> **WORK INSTRUCTION**: Each line containing the string "inside" should be copied out of the entries.

> **INFORMATION PROVIDED**:
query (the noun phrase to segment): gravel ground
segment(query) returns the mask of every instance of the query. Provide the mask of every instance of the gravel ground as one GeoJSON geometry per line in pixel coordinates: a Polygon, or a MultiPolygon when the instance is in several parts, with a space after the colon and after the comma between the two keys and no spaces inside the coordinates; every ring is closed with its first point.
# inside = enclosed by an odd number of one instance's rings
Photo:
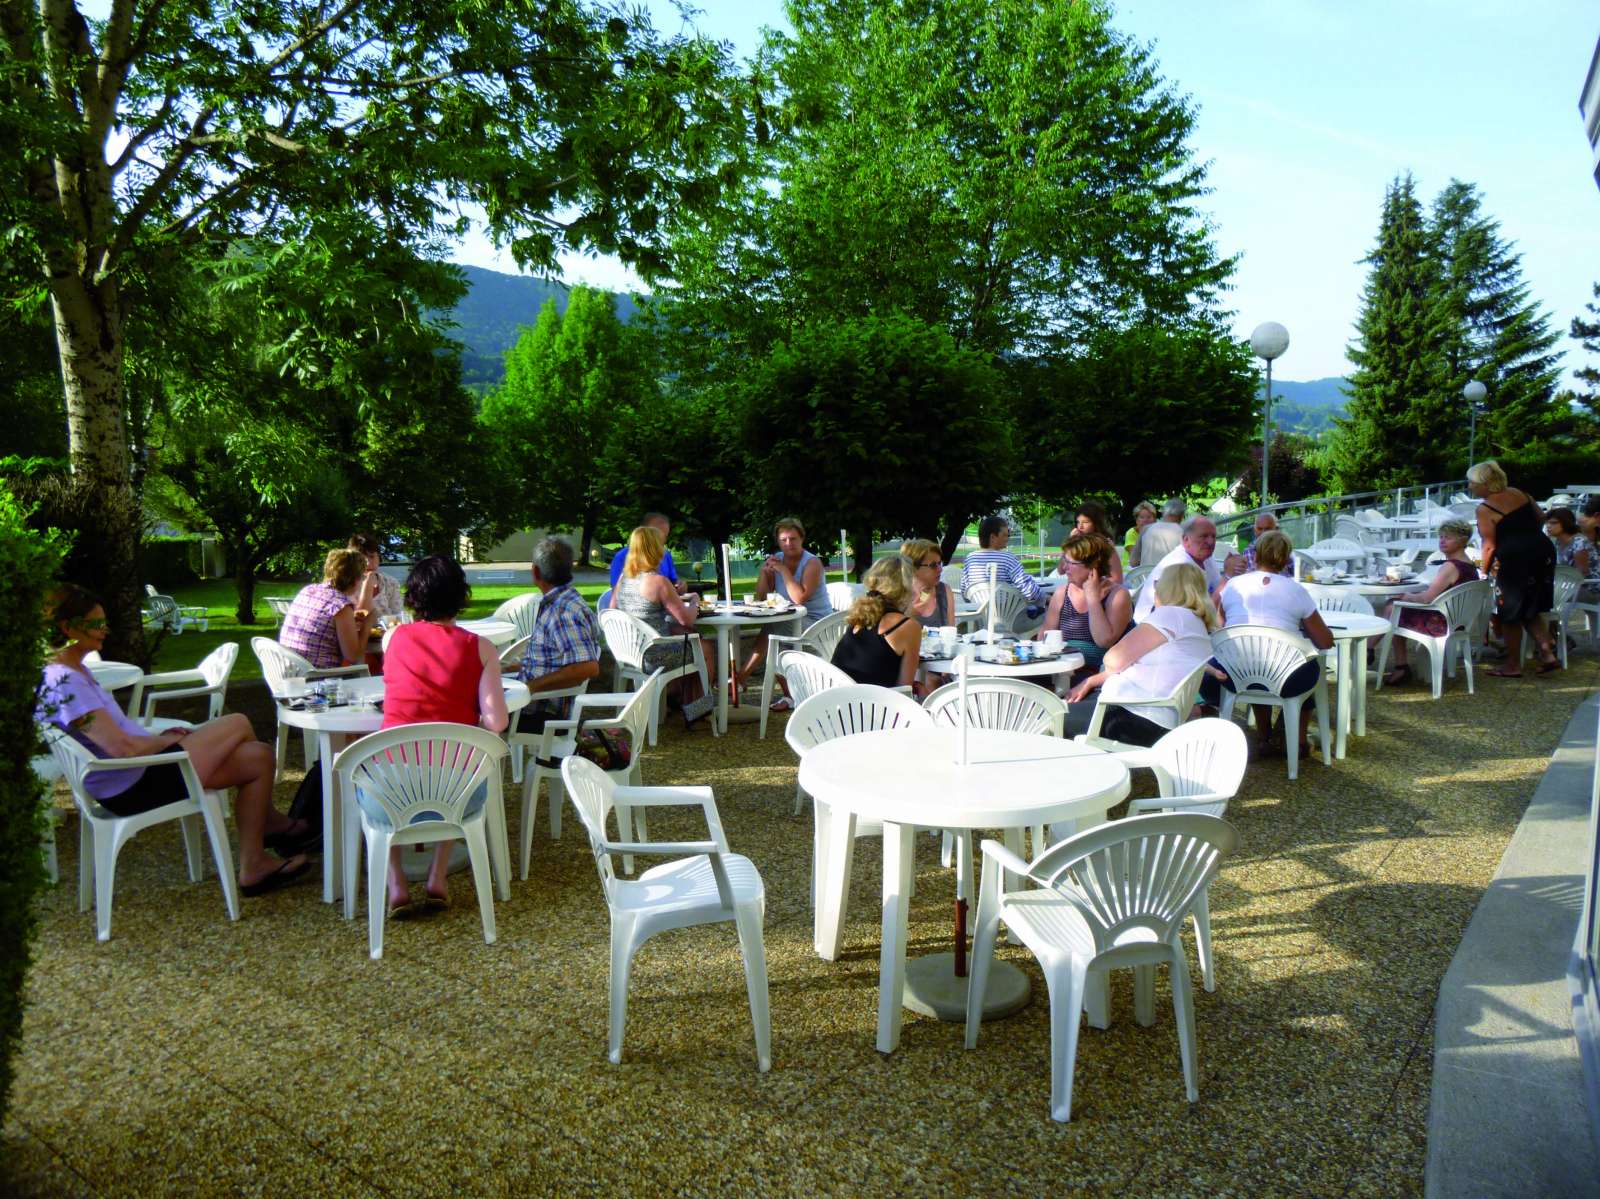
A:
{"type": "MultiPolygon", "coordinates": [[[[773,1069],[755,1068],[731,925],[637,958],[623,1064],[605,1057],[607,925],[576,820],[497,909],[486,946],[470,877],[432,919],[391,923],[385,957],[303,885],[224,917],[175,830],[124,851],[113,939],[66,882],[44,899],[0,1191],[78,1194],[1375,1195],[1422,1190],[1432,1013],[1484,885],[1600,665],[1480,675],[1434,703],[1385,690],[1332,770],[1253,763],[1242,835],[1212,889],[1220,987],[1199,990],[1200,1101],[1184,1101],[1165,980],[1157,1022],[1079,1041],[1073,1121],[1049,1119],[1048,1008],[985,1026],[907,1015],[873,1048],[881,859],[856,855],[841,960],[811,948],[810,815],[794,762],[753,725],[681,725],[650,783],[709,783],[769,895],[773,1069]]],[[[259,694],[235,703],[270,735],[259,694]]],[[[777,722],[781,732],[781,718],[777,722]]],[[[915,762],[907,762],[915,770],[915,762]]],[[[1135,794],[1151,787],[1135,776],[1135,794]]],[[[280,782],[280,802],[298,779],[280,782]]],[[[513,844],[517,812],[511,813],[513,844]]],[[[657,819],[653,835],[692,835],[657,819]]],[[[922,839],[912,952],[942,947],[954,881],[922,839]]],[[[1192,946],[1191,946],[1192,957],[1192,946]]]]}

> **FINISHED EXERCISE**:
segment(query) returns the mask of every instance of the query. Provide the mask of every instance of the gravel ground as one GeoJSON geometry per line in pixel coordinates: a Polygon, or a MultiPolygon when the instance is in several parts, with a space after the colon and after the comma between the two keys and no spaces inside the coordinates; every ring is closed with its first point.
# inside = enclosed by an odd number of one instance's rings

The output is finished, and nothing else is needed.